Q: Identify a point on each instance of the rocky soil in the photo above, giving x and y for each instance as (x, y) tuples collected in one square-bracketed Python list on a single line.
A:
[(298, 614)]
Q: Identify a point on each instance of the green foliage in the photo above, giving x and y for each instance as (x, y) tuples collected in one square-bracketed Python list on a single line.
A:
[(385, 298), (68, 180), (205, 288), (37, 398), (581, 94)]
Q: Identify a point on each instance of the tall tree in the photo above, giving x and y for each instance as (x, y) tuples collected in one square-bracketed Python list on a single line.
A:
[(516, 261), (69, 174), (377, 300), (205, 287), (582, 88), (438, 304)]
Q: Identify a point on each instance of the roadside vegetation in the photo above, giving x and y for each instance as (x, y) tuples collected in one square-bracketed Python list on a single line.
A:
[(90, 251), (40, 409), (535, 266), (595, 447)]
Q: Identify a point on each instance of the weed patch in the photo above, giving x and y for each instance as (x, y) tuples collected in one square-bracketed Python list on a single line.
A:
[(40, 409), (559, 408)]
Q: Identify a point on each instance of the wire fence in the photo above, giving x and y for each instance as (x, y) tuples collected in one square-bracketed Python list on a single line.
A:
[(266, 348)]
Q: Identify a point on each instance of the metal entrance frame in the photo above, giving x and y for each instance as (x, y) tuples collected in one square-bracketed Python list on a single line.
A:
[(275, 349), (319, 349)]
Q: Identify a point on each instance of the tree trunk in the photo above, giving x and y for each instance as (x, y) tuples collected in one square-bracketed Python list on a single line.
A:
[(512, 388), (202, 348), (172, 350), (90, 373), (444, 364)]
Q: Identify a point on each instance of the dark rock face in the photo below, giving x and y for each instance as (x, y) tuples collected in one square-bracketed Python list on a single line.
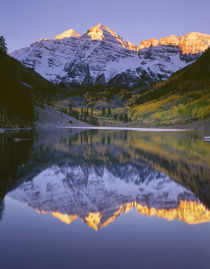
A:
[(101, 56)]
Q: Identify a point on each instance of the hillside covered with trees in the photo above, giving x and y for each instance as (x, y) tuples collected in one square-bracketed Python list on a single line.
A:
[(21, 88)]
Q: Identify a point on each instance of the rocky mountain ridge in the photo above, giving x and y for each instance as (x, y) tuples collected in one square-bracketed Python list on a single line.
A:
[(101, 56)]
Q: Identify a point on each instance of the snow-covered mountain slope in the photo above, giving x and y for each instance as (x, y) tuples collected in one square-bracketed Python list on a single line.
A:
[(98, 196), (101, 56)]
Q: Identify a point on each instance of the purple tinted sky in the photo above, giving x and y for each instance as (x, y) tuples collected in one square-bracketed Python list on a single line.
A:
[(25, 21)]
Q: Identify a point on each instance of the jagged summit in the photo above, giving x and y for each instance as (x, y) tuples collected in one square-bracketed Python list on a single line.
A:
[(68, 33), (190, 44), (101, 56)]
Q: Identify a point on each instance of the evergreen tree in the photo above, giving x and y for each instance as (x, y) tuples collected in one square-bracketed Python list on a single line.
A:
[(3, 46), (125, 118), (103, 111)]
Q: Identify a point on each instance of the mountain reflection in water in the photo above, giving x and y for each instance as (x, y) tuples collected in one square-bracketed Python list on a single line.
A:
[(98, 175)]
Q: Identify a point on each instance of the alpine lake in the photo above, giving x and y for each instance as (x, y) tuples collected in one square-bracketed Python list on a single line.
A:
[(88, 198)]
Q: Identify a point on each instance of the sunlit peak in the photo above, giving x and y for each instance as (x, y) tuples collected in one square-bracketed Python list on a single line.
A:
[(68, 33)]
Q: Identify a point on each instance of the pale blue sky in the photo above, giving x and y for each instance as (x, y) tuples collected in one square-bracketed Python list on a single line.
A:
[(25, 21)]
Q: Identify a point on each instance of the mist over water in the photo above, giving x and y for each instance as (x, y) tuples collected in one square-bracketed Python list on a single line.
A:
[(104, 198)]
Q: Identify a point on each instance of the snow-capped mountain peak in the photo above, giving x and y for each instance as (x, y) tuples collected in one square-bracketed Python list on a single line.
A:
[(101, 56)]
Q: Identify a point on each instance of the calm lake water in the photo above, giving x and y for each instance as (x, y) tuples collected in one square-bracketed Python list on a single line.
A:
[(104, 199)]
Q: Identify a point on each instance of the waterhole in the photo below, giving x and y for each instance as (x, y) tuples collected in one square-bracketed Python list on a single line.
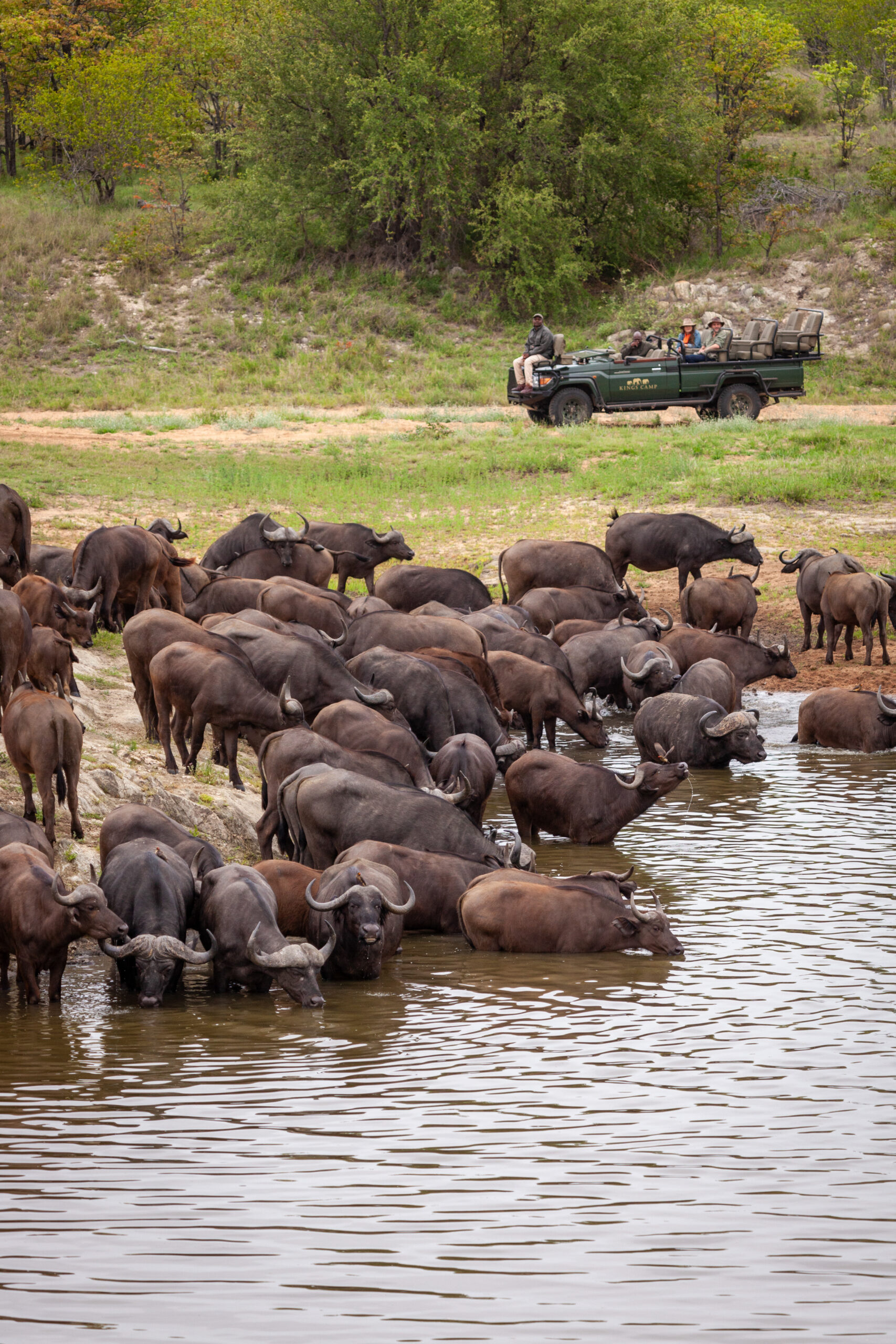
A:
[(499, 1148)]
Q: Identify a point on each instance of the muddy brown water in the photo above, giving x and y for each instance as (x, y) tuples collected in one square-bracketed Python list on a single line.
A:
[(499, 1148)]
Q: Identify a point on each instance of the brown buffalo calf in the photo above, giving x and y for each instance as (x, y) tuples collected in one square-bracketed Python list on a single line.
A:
[(855, 600), (39, 918), (44, 737), (51, 656), (542, 695)]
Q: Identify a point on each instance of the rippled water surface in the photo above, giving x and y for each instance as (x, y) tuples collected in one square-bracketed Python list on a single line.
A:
[(500, 1148)]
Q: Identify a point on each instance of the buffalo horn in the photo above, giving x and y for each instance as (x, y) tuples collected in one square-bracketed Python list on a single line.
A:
[(883, 705), (374, 697), (400, 910)]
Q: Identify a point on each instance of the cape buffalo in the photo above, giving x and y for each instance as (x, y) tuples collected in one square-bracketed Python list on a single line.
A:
[(856, 600), (675, 541), (135, 822), (358, 550), (855, 721), (542, 695), (467, 757), (39, 918), (44, 737), (152, 889), (150, 632), (815, 570), (15, 530), (711, 678), (592, 913), (693, 729), (555, 565), (749, 662), (15, 644), (330, 811), (282, 753), (727, 605), (406, 586), (417, 687), (550, 606), (585, 803), (18, 831), (215, 689), (237, 917), (649, 670)]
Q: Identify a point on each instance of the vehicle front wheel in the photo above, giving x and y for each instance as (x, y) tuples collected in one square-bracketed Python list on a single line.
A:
[(570, 407), (739, 400)]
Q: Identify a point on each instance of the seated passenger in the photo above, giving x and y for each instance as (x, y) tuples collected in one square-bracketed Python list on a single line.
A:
[(537, 350)]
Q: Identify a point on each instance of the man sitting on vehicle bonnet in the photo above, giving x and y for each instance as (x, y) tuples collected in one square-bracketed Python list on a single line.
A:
[(539, 347)]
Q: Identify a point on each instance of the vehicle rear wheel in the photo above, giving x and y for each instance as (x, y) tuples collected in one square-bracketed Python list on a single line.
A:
[(739, 400), (570, 407)]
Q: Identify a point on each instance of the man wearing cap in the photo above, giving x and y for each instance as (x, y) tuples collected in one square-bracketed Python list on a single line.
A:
[(539, 347)]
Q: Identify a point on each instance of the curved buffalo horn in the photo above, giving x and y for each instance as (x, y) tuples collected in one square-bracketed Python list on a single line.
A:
[(883, 705), (636, 676), (288, 705), (400, 910), (374, 697)]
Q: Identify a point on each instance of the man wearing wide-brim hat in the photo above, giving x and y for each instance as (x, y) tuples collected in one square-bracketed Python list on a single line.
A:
[(539, 347)]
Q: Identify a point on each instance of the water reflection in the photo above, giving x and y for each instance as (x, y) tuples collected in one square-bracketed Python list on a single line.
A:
[(492, 1148)]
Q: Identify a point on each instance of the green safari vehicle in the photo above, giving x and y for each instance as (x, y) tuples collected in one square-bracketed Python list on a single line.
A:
[(750, 371)]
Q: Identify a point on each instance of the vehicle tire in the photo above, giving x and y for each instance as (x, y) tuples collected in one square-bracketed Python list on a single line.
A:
[(570, 407), (739, 400)]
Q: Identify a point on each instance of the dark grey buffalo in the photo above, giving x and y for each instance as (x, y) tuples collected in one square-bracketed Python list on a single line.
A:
[(675, 542), (151, 887), (237, 913), (554, 565), (135, 822), (358, 550), (417, 687), (693, 729), (409, 586), (815, 570)]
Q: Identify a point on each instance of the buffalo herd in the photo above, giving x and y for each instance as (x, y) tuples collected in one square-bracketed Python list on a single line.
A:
[(381, 723)]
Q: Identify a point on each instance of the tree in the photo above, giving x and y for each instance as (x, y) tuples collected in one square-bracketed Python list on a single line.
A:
[(108, 112), (734, 54)]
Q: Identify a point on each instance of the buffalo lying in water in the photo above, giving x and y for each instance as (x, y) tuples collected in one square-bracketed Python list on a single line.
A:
[(592, 913)]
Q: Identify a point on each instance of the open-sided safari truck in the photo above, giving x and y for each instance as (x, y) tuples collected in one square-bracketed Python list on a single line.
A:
[(762, 365)]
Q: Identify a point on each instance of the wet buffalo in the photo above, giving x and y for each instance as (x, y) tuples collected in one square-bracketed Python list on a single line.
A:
[(675, 542), (542, 695), (217, 689), (855, 721), (647, 671), (586, 803), (152, 889), (749, 662), (856, 600), (693, 729), (358, 550), (530, 565), (727, 605), (135, 822), (417, 687), (815, 570), (237, 917), (406, 586), (468, 759), (44, 737), (39, 920), (711, 678), (592, 913)]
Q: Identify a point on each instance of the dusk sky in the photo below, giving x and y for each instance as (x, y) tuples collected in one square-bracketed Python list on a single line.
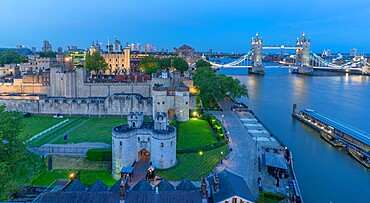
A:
[(226, 25)]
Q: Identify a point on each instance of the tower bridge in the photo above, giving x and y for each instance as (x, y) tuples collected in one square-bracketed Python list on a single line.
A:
[(305, 62)]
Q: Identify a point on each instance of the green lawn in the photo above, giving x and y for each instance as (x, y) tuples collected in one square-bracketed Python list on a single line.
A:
[(192, 165), (94, 130), (37, 124), (195, 132), (79, 129), (57, 133), (87, 177)]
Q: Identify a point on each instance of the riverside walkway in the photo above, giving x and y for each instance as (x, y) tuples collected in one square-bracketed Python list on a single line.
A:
[(242, 158), (252, 148)]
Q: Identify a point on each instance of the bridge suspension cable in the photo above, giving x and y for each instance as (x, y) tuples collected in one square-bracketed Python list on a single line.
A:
[(231, 64)]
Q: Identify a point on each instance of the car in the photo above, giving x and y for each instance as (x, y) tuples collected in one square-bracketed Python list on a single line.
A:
[(58, 116), (26, 114)]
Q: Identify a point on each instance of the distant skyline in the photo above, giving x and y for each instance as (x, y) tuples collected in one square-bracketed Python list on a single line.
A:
[(225, 26)]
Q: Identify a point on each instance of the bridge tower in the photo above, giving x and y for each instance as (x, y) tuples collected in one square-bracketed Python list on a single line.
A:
[(257, 67), (303, 55)]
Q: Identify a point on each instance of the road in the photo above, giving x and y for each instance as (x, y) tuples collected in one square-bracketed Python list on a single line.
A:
[(242, 159)]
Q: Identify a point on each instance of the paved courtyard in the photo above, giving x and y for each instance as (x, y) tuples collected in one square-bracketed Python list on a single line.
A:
[(242, 158)]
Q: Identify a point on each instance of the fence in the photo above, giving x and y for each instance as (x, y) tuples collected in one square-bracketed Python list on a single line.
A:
[(47, 130), (66, 150)]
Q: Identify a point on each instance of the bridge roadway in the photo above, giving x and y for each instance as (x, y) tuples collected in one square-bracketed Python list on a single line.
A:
[(243, 157)]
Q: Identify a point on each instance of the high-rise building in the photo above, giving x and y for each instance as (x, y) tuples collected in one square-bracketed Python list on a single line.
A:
[(46, 47), (59, 50), (326, 52), (353, 52), (147, 47)]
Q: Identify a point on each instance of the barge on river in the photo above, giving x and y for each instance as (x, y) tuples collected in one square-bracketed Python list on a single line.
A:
[(337, 133)]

# WRITTEN PROBLEM:
Render the lines of the listing above, from the line containing "Q: Identify a point on each instance of the green safari" through the line containing "[(108, 112), (734, 54)]", both included, as a JSON list of strings with one string per line and blank lines omitted.

# ANSWER TO THIS TASK:
[
  "Q: Identify a point on each instance of the green safari vehicle in the photo above, giving x and y for each instance as (x, y) tuples collected in one square-bracketed Python list on a single line.",
  "A:",
  "[(750, 371)]",
  "Q: Identify a point on each instance of the vehicle tire in the photo above, giving x and y for each instance as (x, y) tuples collected in one square-bracketed Python list on a single line.",
  "A:",
  "[(570, 407), (739, 400)]",
  "Q: Identify a point on each instance of the dark grey buffalo in the photo above, giving x and y for each instance as (x, y) tuples collected in one square-bracketed Python list on a single line.",
  "A:",
  "[(675, 542), (151, 887), (237, 913), (554, 565), (135, 822), (358, 550), (417, 687), (693, 729), (409, 586), (815, 570)]",
  "Q: Identify a point on each instance of the buffalo herd in the photo above, giving x and y for each instance as (x, y) tuples collected in one square-bracketed Python list on a single line.",
  "A:",
  "[(381, 723)]",
  "Q: Identify a point on each instance of the tree in the photo above, giving x and y for each instance as (x, y) tuples collected in one square-bracketed Python list on a single line.",
  "A:",
  "[(108, 112), (734, 54)]"
]